INPUT FOR THIS TASK Block Start
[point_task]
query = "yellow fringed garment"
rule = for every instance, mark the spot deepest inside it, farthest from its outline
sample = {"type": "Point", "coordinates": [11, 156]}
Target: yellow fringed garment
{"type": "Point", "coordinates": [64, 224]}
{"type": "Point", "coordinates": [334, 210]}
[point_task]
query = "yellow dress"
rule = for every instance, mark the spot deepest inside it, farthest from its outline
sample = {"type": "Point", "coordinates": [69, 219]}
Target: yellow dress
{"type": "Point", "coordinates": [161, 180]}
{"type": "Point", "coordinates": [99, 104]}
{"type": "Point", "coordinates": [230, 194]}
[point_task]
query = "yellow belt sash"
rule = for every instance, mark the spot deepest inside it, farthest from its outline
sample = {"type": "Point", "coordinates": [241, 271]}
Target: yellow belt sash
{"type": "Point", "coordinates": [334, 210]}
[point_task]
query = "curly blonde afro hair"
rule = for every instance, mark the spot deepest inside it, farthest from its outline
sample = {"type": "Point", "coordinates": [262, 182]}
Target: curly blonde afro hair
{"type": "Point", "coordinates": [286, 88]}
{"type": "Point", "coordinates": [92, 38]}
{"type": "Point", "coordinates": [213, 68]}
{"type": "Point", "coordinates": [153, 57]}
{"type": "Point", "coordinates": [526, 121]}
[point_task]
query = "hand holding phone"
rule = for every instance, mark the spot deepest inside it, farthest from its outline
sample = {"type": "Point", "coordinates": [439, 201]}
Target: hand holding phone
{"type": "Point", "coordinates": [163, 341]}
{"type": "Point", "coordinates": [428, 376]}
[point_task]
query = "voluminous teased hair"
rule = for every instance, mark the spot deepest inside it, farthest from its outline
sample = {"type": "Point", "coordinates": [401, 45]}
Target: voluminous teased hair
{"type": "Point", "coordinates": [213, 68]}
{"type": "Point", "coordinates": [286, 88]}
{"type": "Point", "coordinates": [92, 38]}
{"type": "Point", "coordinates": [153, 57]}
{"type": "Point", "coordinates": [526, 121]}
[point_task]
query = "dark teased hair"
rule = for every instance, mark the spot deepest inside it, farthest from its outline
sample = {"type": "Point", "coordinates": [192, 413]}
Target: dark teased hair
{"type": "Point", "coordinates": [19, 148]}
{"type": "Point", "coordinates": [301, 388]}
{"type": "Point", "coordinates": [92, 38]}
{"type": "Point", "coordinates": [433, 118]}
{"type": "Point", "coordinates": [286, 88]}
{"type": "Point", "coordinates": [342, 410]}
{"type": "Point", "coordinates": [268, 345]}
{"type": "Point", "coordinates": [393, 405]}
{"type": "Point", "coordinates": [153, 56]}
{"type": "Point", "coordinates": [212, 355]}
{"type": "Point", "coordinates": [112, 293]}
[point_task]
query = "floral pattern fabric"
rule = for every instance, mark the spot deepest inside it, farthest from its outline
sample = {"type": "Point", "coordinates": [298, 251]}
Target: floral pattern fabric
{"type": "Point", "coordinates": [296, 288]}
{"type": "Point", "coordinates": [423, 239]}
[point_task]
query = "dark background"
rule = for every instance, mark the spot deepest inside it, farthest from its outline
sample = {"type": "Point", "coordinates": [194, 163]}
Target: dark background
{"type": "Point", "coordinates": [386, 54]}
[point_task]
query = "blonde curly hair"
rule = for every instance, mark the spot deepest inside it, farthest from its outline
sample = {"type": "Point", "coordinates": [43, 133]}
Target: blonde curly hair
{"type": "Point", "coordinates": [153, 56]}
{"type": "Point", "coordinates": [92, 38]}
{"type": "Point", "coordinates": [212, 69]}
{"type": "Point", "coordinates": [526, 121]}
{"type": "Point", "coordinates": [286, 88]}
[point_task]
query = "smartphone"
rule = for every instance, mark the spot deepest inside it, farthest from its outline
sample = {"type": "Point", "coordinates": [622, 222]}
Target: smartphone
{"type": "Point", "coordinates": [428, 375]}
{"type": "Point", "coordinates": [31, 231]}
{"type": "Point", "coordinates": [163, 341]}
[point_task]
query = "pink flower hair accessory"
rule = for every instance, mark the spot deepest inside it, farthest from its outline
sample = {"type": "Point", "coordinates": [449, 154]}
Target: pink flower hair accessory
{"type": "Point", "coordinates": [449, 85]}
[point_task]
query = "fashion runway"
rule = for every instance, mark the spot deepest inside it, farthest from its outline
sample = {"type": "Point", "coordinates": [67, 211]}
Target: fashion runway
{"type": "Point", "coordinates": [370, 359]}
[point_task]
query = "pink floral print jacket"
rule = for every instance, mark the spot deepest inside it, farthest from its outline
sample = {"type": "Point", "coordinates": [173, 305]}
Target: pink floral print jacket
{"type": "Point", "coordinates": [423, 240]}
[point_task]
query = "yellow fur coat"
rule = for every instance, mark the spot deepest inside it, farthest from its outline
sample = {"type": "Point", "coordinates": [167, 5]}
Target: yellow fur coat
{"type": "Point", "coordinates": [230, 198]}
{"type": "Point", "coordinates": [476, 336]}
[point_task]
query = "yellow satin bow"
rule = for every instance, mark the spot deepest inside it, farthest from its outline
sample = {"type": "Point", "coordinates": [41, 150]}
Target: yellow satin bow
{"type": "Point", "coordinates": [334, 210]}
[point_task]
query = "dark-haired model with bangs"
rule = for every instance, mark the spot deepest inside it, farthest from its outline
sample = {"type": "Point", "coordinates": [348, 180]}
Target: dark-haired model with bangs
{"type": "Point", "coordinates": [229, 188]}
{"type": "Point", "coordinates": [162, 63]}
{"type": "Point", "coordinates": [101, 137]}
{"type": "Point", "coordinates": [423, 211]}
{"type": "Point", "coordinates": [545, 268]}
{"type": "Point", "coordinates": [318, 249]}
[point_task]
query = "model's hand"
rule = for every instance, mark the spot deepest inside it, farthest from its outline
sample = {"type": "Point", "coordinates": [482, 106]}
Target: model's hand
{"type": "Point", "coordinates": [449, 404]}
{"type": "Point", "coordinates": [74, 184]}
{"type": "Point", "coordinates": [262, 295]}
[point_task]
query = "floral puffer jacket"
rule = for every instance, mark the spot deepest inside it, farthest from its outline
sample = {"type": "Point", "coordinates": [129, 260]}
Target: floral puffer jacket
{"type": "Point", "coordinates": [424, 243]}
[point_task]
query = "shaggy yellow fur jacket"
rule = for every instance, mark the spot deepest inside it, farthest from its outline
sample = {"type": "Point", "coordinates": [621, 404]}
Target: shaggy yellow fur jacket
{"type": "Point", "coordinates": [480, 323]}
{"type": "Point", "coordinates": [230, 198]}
INPUT FOR THIS TASK Block End
§ PROBLEM TO SOLVE: The required output is the complete set of records, reproduced exactly.

§ ANSWER TO THIS EXERCISE:
[point_task]
query = "yellow fringed garment"
rule = for every instance, mark the spot deepest inside it, farthest from its outline
sample = {"type": "Point", "coordinates": [11, 156]}
Target: yellow fringed garment
{"type": "Point", "coordinates": [64, 224]}
{"type": "Point", "coordinates": [334, 210]}
[point_task]
query = "yellow dress"
rule = for every instance, mark the spot deepest inside it, farthest from its outline
sample = {"type": "Point", "coordinates": [69, 219]}
Target: yellow dress
{"type": "Point", "coordinates": [161, 180]}
{"type": "Point", "coordinates": [99, 104]}
{"type": "Point", "coordinates": [230, 194]}
[point_task]
query = "yellow belt sash"
rule = for every instance, mark the spot deepest inside it, farthest from its outline
sample = {"type": "Point", "coordinates": [241, 271]}
Target: yellow belt sash
{"type": "Point", "coordinates": [334, 210]}
[point_task]
query = "curly blonde afro hair"
rule = for every instance, mark the spot deepest inside it, farthest from its outline
sample = {"type": "Point", "coordinates": [262, 182]}
Target: curly blonde afro hair
{"type": "Point", "coordinates": [286, 88]}
{"type": "Point", "coordinates": [92, 38]}
{"type": "Point", "coordinates": [213, 68]}
{"type": "Point", "coordinates": [153, 57]}
{"type": "Point", "coordinates": [526, 121]}
[point_task]
query = "hand holding phone"
rule = for every instance, mark the spot deepest inside it, farthest from its outline
sample = {"type": "Point", "coordinates": [439, 201]}
Target: hand holding phone
{"type": "Point", "coordinates": [163, 341]}
{"type": "Point", "coordinates": [428, 376]}
[point_task]
query = "voluminous teased hair"
rule = for every instance, mark the spot deepest inside it, farthest from its outline
sample = {"type": "Point", "coordinates": [401, 45]}
Target: voluminous teased hair
{"type": "Point", "coordinates": [213, 68]}
{"type": "Point", "coordinates": [286, 88]}
{"type": "Point", "coordinates": [92, 38]}
{"type": "Point", "coordinates": [153, 57]}
{"type": "Point", "coordinates": [526, 121]}
[point_task]
query = "dark teased hair"
rule = for every instance, mark the spot deepest inside it, farthest from its outline
sample = {"type": "Point", "coordinates": [192, 413]}
Target: dark teased hair
{"type": "Point", "coordinates": [19, 148]}
{"type": "Point", "coordinates": [301, 388]}
{"type": "Point", "coordinates": [92, 38]}
{"type": "Point", "coordinates": [433, 118]}
{"type": "Point", "coordinates": [286, 88]}
{"type": "Point", "coordinates": [342, 410]}
{"type": "Point", "coordinates": [268, 345]}
{"type": "Point", "coordinates": [393, 405]}
{"type": "Point", "coordinates": [153, 56]}
{"type": "Point", "coordinates": [212, 355]}
{"type": "Point", "coordinates": [112, 293]}
[point_task]
query = "floral pattern fabric"
rule = for every instance, mark the spot deepest inside it, farthest from its outline
sample = {"type": "Point", "coordinates": [298, 251]}
Target: floral pattern fabric
{"type": "Point", "coordinates": [296, 288]}
{"type": "Point", "coordinates": [423, 239]}
[point_task]
query = "dark background"
rule = for every instance, mark the spot deepest inside it, farthest from its outline
sample = {"type": "Point", "coordinates": [194, 163]}
Target: dark background
{"type": "Point", "coordinates": [386, 54]}
[point_task]
query = "blonde curly hair"
rule = for every instance, mark the spot deepest inside it, farthest from its outline
sample = {"type": "Point", "coordinates": [43, 133]}
Target: blonde curly hair
{"type": "Point", "coordinates": [153, 56]}
{"type": "Point", "coordinates": [92, 38]}
{"type": "Point", "coordinates": [212, 69]}
{"type": "Point", "coordinates": [526, 121]}
{"type": "Point", "coordinates": [286, 88]}
[point_task]
query = "smartphone"
rule = for every instance, mark the spot deepest inside it, farthest from its outline
sample = {"type": "Point", "coordinates": [622, 222]}
Target: smartphone
{"type": "Point", "coordinates": [428, 375]}
{"type": "Point", "coordinates": [31, 231]}
{"type": "Point", "coordinates": [163, 341]}
[point_task]
query = "pink flower hair accessory"
rule = for every instance, mark the spot deepest inside it, farthest from its outline
sample = {"type": "Point", "coordinates": [449, 154]}
Target: pink flower hair accessory
{"type": "Point", "coordinates": [449, 85]}
[point_task]
query = "fashion runway"
rule = for every instance, mark the spot deepest inside it, farthest from its outline
sample = {"type": "Point", "coordinates": [67, 211]}
Target: fashion runway
{"type": "Point", "coordinates": [370, 359]}
[point_task]
query = "pink floral print jacket"
rule = for every instance, mark the spot deepest inside it, farthest from its outline
sample = {"type": "Point", "coordinates": [173, 305]}
Target: pink floral print jacket
{"type": "Point", "coordinates": [423, 240]}
[point_task]
query = "yellow fur coat"
rule = for every instance, mark the spot deepest inside it, farthest from its outline
sample = {"type": "Point", "coordinates": [167, 5]}
Target: yellow fur coat
{"type": "Point", "coordinates": [230, 198]}
{"type": "Point", "coordinates": [476, 336]}
[point_task]
query = "yellow satin bow"
rule = for every instance, mark the spot deepest inside it, farthest from its outline
sample = {"type": "Point", "coordinates": [41, 150]}
Target: yellow satin bow
{"type": "Point", "coordinates": [334, 210]}
[point_task]
query = "dark-haired model with bangs"
rule = for every instance, mark the spot deepest inside it, farthest from its outline
sample = {"type": "Point", "coordinates": [348, 180]}
Target: dark-haired model with bangs
{"type": "Point", "coordinates": [229, 188]}
{"type": "Point", "coordinates": [162, 63]}
{"type": "Point", "coordinates": [101, 137]}
{"type": "Point", "coordinates": [423, 211]}
{"type": "Point", "coordinates": [545, 268]}
{"type": "Point", "coordinates": [318, 249]}
[point_task]
query = "model's hand"
rule = for every instance, mark the spot deepest inside it, farthest from its outline
sample = {"type": "Point", "coordinates": [482, 106]}
Target: model's hand
{"type": "Point", "coordinates": [449, 404]}
{"type": "Point", "coordinates": [74, 184]}
{"type": "Point", "coordinates": [262, 295]}
[point_task]
query = "floral puffer jacket"
rule = for every instance, mark the spot deepest inside it, farthest from its outline
sample = {"type": "Point", "coordinates": [129, 260]}
Target: floral puffer jacket
{"type": "Point", "coordinates": [424, 243]}
[point_task]
query = "shaggy yellow fur jacket"
rule = for every instance, mark the spot deepest inside it, farthest from its outline
sample = {"type": "Point", "coordinates": [621, 404]}
Target: shaggy yellow fur jacket
{"type": "Point", "coordinates": [480, 323]}
{"type": "Point", "coordinates": [230, 198]}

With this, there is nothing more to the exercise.